◆ PROBLEM DETAILS
Set down each line of the material that follows, exactly, with no pictures.

--- SUPPLIED MATERIAL ---

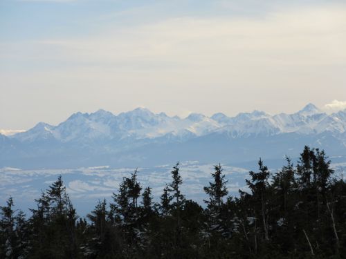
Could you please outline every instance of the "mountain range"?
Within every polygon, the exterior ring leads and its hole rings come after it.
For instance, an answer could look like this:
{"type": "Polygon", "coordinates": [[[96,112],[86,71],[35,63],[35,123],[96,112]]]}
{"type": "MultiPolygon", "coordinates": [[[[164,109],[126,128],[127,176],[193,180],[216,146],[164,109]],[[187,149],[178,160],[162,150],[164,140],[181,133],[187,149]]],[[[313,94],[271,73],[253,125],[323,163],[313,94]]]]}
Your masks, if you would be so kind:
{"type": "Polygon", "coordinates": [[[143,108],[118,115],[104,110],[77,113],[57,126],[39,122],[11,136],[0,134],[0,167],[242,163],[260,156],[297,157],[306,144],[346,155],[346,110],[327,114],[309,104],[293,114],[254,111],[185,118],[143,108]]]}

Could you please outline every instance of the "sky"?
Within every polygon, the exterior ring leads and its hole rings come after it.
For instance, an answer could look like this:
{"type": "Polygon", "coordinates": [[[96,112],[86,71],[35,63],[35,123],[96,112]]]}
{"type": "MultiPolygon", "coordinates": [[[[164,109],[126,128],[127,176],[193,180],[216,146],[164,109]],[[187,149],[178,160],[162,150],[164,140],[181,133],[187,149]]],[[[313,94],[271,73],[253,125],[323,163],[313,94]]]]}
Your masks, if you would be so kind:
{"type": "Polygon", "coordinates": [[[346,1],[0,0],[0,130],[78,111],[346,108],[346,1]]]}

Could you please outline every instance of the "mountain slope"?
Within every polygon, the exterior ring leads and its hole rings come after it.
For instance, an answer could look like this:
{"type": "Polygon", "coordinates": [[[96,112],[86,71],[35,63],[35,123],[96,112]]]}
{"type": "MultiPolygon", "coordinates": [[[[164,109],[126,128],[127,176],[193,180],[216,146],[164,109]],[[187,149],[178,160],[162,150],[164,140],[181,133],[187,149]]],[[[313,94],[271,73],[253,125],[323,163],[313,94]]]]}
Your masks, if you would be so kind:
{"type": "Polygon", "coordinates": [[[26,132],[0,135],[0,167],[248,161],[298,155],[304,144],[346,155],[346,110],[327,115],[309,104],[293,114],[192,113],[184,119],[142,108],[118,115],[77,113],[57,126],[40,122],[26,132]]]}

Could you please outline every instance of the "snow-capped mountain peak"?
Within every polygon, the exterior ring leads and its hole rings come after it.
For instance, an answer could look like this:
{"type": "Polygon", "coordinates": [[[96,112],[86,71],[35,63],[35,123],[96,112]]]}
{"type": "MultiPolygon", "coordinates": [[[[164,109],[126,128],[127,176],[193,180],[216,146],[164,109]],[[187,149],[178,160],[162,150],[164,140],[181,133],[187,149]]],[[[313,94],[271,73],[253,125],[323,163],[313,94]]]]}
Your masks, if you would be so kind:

---

◆ ANSWER IN FULL
Could you please outline every instance of the "mountain range"?
Within every polygon, the exterior ring leads and its hole rings come after it.
For instance, an answer could look like this:
{"type": "Polygon", "coordinates": [[[96,112],[86,71],[35,63],[35,123],[96,112]]]}
{"type": "MultiPolygon", "coordinates": [[[[164,109],[126,128],[127,176],[193,180],[216,146],[164,109]],[[187,149],[178,160],[162,150],[164,140],[181,133],[187,149]]],[[[313,94],[271,73],[253,125],[323,163],[313,94]]]]}
Your masks, if you would be so kind:
{"type": "Polygon", "coordinates": [[[143,108],[118,115],[104,110],[77,113],[57,126],[39,122],[11,136],[0,134],[0,167],[242,163],[260,156],[297,157],[306,144],[346,155],[346,110],[327,114],[309,104],[293,114],[254,111],[185,118],[143,108]]]}

Could you please outline every instance of the "sky"?
Within every polygon, the exterior ring leads and its hole rings come after it.
For instance, an answer could look like this:
{"type": "Polygon", "coordinates": [[[96,112],[86,71],[35,63],[35,123],[96,112]]]}
{"type": "MultiPolygon", "coordinates": [[[[164,109],[126,128],[127,176],[193,180],[216,146],[164,109]],[[187,149],[178,160],[162,150],[164,140],[181,133],[187,149]]],[[[313,94],[271,73],[253,125],[323,163],[313,94]]]]}
Your masks, if you would be so kind:
{"type": "Polygon", "coordinates": [[[346,1],[0,0],[0,130],[78,111],[346,108],[346,1]]]}

Could you please outline every instance of the "mountain slope"?
Within every polygon, the exterior ring leads and its hole rings come after it.
For instance, an answer could look like this:
{"type": "Polygon", "coordinates": [[[96,112],[86,71],[35,63],[35,123],[96,112]]]}
{"type": "MultiPolygon", "coordinates": [[[[164,109],[126,128],[127,176],[193,180],[216,146],[164,109]],[[187,149],[178,160],[162,150],[164,140],[181,133],[187,149]]],[[[313,94],[271,73],[253,125],[323,163],[313,94]]]]}
Your masks, if you would be so kind:
{"type": "Polygon", "coordinates": [[[26,132],[0,135],[0,167],[248,161],[298,155],[304,144],[346,155],[346,110],[327,115],[309,104],[293,114],[192,113],[184,119],[142,108],[118,115],[77,113],[57,126],[40,122],[26,132]]]}

Could you please outline every instance of the "snow-capped mountain peak"?
Within every polygon, the exterior ring leads and its hole rings come after it.
For instance, an answer could look like this:
{"type": "Polygon", "coordinates": [[[96,112],[86,71],[35,63],[35,123],[96,112]]]}
{"type": "MultiPolygon", "coordinates": [[[[164,109],[126,128],[127,176],[193,180],[216,146],[164,109]],[[187,149],[178,160],[162,150],[164,140],[181,133],[187,149]]],[[[313,94],[271,73],[253,125],[323,163],[313,94]]]]}
Your masks, if you would be so kind:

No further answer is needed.